▸ **Aim of the task**
Reproduce the stretch of the forum discussion below from "Your voice is" through "our community soon!", copying it word for word.

▸ **Extract**

• Welcome to Religious Forums, a friendly forum to discuss all religions in a friendly surrounding.

    Your voice is missing! You will need to register to get access to the following site features:
    • Reply to discussions and create your own threads.
    • Our modern chat room. No add-ons or extensions required, just login and start chatting!
    • Access to private conversations with other members.

    We hope to see you as a part of our community soon!

Philosophy

Who really knows? Who will here proclaim it? Whence was it produced? Whence is this creation? The gods came afterwards, with the creation of the universe. Who then knows whence it has arisen? Whence this creation has arisen - perhaps it formed itself, or perhaps it did not - the one who looks down on it, in the highest heaven, only he knows - or perhaps he does not know? Rig-Veda 10:129.6-7(c.1000 B.C)

Is ignorance the apex of philosophy concerning the nature of 'God'?
 

Runt

Well-Known Member
LOL... with my newly developing understanding of Taoism I think I can answer this question... if gods really are archetypal and representative of Reality (or the Source, or the Tao), then these gods "came afterwards, with the creation of the universe". Reality/Source/Tao was already in place... once we were created we in turn created the "gods" to better understand Reality/Source/Tao.

Ignorance is the apex of philosophy concerning MY beliefs in the nature of "God"... however, I think ARCHETYPAL gods hold truth and have value (even if they are not God/Reality/Source/Tao...I'll choose one term later, I promise) because they represent the world as we understand it and thus are useful.
 
In greek myth, it can be said that the Titans came into existence simultaneously with the universe as we know it. beforehand they existed as a single entity within Gaia. Just thought i'd mention that.
 
Paradoxically in Greek Orphic myth (related somehow to Kapila's Sankya Philosophy. India) the Titans are destroyed at the moment of creation.
 

Runt

Well-Known Member
Isn't one of the Titans supposed to be responsible for giving fire (a "gift of the gods") to mankind?
 
Yeah. that'll be Prometheus (means 'forethought'). Hesiod mentions him. He doesn't feature in either of the myths mentioned above. He was the brother of Epimetheus ('Afterthought').
 

Master Vigil

Well-Known Member
Look at it but you cannot see it! Its name is Formless.
Listen to it but you cannot hear it! Its name is Soundless.
Grasp it but you cannot get it! Its name is Incorporeal.
These three attributes are unfathomable; therefore they fuse into one.
Its upper side is not bright, its under side is not dim.

▸ **Recorded information**
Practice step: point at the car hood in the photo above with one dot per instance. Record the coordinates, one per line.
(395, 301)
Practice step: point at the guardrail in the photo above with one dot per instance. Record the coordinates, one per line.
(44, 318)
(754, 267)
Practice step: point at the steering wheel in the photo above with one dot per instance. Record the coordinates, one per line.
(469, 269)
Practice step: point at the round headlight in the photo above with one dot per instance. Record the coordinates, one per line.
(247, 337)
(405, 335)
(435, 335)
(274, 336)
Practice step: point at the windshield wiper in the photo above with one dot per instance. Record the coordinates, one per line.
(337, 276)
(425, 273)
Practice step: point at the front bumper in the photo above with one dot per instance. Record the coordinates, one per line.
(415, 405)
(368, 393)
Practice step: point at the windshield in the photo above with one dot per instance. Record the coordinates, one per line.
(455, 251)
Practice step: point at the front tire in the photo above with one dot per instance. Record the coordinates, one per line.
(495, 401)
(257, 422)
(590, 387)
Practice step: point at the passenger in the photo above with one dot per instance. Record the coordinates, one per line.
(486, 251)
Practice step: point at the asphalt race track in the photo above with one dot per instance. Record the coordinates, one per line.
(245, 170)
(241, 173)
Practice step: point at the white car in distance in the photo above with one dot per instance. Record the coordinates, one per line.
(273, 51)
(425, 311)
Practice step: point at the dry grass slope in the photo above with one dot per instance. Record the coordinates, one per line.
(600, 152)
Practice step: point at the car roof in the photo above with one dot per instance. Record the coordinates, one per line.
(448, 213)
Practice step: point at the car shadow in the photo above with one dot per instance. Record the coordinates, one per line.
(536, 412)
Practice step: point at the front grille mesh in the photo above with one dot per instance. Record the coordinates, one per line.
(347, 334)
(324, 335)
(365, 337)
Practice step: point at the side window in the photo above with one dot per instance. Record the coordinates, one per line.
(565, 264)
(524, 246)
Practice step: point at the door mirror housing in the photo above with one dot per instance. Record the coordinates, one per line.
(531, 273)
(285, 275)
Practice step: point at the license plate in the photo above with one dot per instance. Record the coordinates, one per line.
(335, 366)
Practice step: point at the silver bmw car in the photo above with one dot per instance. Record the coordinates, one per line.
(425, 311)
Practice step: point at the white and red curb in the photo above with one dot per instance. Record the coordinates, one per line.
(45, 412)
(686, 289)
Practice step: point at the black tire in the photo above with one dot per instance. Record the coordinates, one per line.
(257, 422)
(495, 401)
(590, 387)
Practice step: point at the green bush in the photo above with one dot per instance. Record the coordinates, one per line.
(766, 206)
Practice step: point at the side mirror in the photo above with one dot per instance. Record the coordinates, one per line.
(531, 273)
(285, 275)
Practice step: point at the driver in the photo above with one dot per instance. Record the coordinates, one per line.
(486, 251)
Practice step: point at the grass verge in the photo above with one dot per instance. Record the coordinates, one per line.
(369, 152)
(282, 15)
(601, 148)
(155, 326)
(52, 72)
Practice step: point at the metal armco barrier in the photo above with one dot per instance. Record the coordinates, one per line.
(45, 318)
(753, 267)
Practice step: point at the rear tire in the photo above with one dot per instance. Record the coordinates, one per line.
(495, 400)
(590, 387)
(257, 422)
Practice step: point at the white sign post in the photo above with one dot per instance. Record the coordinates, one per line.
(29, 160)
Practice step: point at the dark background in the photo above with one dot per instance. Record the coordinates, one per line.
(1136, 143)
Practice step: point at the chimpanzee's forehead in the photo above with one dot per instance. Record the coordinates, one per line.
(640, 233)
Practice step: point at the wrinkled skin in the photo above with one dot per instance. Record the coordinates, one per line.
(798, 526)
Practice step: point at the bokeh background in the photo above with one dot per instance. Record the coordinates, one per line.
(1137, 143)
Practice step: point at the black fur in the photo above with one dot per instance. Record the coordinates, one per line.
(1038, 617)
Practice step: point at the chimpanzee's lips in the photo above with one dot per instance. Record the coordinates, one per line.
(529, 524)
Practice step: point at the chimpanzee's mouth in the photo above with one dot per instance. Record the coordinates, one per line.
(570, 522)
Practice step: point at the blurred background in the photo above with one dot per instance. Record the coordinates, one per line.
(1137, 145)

▸ **Finished task**
Your voice is missing! You will need to register to get access to the following site features:
    • Reply to discussions and create your own threads.
    • Our modern chat room. No add-ons or extensions required, just login and start chatting!
    • Access to private conversations with other members.

    We hope to see you as a part of our community soon!